To be done ▸ Reproduce, word for word, the stretch of the forum post below from "I vote smaller" through "of the gameplay?".

-------- Selection

In response to “OMG Bewbs!” from The Escapist Forum: I am haunted by the ghost of Ivy’s boobs. Really, they were quite alarming, and their very presence made me suspicious of Soul Calibur 4 in general – was it such a weak game that it needed them? Possibly not – it was alright, not exactly a thrilling step up from SC3, but that should have been obvious as Ivy’s boobs were the whole topic of every preview article until its release. I preferred the fact you could re-enact Tom Of Finland pictures using parts of Voldo’s outfit but that still didn’t mean I played it for more than a week and felt a bit dirty afterwards.
I vote smaller boobs, they seem to indicate better quality. Anyone remember the slappable enormo-boobs from Freak Out/Stretch Panic? I do wish they’d settle on a figure for poor Lara though, I read she’s gone up a bra size again lately. I could be wrong, she may just have a thinner waist. Won’t someone think of the gameplay?

----------------
-------- Supplied data

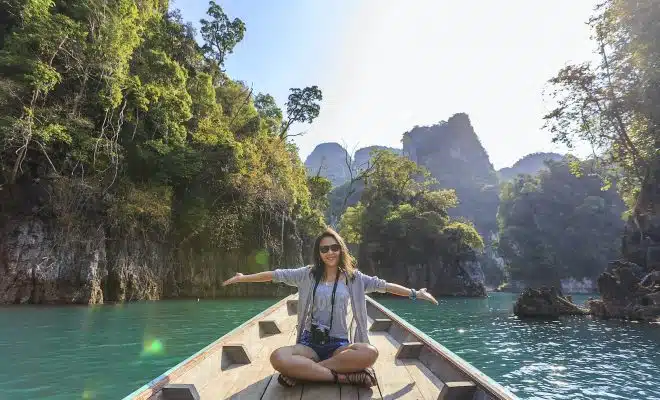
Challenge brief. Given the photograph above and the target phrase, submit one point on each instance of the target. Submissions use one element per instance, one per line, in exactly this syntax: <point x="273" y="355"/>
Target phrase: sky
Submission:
<point x="385" y="66"/>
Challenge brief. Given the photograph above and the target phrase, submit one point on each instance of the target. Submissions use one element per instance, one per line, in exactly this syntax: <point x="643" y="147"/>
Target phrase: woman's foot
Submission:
<point x="365" y="378"/>
<point x="286" y="381"/>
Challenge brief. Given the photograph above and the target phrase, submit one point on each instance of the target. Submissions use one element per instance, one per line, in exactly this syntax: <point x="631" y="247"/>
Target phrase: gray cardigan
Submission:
<point x="303" y="279"/>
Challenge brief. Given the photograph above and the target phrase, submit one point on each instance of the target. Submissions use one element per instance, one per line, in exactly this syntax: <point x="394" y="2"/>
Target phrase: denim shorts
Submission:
<point x="324" y="351"/>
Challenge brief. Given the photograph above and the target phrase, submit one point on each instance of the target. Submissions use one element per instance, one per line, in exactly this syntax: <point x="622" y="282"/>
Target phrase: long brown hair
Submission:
<point x="346" y="262"/>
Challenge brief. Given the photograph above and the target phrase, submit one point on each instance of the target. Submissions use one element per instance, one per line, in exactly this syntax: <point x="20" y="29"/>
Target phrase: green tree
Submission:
<point x="401" y="220"/>
<point x="557" y="225"/>
<point x="220" y="34"/>
<point x="612" y="105"/>
<point x="302" y="106"/>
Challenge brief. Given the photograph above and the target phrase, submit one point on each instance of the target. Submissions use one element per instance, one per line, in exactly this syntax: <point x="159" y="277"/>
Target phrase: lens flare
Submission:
<point x="152" y="348"/>
<point x="261" y="257"/>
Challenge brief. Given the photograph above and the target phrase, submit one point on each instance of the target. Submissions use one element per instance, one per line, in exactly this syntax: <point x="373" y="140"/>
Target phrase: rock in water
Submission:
<point x="626" y="294"/>
<point x="545" y="302"/>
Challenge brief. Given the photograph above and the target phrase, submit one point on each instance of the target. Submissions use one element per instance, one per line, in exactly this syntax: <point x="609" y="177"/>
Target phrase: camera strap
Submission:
<point x="332" y="307"/>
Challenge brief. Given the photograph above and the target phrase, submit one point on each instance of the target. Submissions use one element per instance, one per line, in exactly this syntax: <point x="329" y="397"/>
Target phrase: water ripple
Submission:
<point x="569" y="358"/>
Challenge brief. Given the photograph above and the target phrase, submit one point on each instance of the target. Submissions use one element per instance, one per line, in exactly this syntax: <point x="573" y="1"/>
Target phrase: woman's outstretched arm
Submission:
<point x="404" y="291"/>
<point x="265" y="276"/>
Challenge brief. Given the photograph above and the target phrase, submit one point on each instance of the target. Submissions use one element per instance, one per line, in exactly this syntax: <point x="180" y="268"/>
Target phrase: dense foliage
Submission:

----------------

Problem solution ▸
I vote smaller boobs, they seem to indicate better quality. Anyone remember the slappable enormo-boobs from Freak Out/Stretch Panic? I do wish they’d settle on a figure for poor Lara though, I read she’s gone up a bra size again lately. I could be wrong, she may just have a thinner waist. Won’t someone think of the gameplay?